<<<<
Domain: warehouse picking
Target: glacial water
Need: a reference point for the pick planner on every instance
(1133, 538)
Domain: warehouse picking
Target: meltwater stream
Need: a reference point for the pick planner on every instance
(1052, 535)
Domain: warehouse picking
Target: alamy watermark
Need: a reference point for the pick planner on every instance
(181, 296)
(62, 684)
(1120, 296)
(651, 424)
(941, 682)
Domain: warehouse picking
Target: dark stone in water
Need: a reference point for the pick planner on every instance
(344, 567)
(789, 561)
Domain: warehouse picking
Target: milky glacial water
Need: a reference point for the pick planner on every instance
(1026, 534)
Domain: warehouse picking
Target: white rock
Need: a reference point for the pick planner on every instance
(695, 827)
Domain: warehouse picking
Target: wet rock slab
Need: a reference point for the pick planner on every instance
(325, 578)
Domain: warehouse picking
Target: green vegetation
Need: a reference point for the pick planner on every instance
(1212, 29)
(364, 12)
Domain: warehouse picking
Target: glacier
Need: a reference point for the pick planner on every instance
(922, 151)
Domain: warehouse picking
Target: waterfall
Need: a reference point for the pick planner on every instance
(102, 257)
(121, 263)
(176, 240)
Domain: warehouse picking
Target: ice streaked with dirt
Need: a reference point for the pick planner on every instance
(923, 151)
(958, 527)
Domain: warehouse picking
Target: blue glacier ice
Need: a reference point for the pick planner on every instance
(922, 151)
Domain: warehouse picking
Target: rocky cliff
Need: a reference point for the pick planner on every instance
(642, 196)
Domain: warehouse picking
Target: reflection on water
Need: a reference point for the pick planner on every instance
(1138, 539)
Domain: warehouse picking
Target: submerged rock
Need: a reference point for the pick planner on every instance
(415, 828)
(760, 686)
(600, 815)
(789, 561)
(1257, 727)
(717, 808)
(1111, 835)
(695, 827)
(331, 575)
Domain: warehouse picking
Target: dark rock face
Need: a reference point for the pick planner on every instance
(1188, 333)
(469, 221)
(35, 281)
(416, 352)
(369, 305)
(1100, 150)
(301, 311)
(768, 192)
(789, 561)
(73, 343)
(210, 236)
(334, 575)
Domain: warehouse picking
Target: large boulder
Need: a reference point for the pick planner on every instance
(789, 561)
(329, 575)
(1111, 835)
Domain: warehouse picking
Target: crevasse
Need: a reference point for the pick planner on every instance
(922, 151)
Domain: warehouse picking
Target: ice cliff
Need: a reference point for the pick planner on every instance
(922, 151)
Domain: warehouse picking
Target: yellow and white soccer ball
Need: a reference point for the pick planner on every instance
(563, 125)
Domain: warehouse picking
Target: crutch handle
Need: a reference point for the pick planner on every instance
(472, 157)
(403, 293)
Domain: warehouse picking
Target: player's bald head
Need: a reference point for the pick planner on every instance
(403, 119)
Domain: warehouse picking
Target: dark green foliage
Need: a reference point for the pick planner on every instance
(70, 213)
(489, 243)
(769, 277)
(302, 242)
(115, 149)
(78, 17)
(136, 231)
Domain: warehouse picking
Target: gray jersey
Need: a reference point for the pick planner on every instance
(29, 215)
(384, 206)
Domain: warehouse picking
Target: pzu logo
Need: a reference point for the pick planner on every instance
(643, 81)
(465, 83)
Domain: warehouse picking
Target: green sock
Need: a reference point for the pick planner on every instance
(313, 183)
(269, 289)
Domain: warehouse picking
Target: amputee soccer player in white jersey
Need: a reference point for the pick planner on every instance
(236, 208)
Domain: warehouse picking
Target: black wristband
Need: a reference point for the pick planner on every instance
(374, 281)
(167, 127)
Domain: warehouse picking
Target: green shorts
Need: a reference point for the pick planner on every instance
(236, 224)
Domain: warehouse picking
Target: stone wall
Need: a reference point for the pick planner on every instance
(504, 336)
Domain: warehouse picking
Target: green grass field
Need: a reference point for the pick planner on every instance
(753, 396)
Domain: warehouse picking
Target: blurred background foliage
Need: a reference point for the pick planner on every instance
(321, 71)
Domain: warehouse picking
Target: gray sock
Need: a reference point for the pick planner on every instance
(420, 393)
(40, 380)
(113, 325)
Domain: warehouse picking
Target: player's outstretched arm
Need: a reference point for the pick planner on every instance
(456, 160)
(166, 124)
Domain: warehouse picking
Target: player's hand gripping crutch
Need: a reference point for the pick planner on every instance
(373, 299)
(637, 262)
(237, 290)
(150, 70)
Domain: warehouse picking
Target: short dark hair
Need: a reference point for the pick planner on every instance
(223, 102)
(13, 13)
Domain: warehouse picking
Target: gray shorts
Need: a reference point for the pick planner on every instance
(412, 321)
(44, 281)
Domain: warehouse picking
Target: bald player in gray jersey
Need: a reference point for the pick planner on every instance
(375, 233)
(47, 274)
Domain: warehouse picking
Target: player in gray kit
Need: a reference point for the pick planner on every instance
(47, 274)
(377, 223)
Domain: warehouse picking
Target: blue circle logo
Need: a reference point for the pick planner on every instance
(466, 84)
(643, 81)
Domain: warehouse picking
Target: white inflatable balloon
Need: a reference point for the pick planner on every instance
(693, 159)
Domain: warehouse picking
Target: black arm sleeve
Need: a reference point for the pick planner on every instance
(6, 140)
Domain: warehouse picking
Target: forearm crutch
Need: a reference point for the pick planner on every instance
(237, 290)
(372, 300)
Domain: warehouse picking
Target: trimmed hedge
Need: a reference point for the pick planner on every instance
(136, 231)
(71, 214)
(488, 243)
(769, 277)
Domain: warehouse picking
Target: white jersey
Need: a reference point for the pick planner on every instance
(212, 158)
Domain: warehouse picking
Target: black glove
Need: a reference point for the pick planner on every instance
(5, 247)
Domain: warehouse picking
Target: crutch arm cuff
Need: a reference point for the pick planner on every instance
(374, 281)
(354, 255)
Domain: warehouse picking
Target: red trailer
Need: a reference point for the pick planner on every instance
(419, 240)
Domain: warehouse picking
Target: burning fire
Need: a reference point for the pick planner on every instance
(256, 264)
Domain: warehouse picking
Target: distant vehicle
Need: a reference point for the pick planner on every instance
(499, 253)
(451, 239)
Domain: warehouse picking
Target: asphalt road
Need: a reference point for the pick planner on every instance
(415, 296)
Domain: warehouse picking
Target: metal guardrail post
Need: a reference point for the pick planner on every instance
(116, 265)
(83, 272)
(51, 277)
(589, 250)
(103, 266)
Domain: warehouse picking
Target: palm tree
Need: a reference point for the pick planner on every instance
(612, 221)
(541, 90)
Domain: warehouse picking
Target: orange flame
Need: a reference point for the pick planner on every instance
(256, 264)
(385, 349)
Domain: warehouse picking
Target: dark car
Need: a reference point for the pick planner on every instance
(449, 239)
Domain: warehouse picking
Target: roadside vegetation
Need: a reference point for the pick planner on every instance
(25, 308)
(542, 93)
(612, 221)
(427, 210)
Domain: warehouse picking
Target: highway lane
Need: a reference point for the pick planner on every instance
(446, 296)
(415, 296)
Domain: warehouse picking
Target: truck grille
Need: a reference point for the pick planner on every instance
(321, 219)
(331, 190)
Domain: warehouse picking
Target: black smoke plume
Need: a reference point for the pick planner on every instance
>>>>
**TASK DIRECTIONS**
Show every line of the material above that contains the word "jersey", matching its case exactly.

**SOLVED PROBLEM**
Target: gray jersey
Target: amputee soccer player in white jersey
Target: bald player in gray jersey
Target: white jersey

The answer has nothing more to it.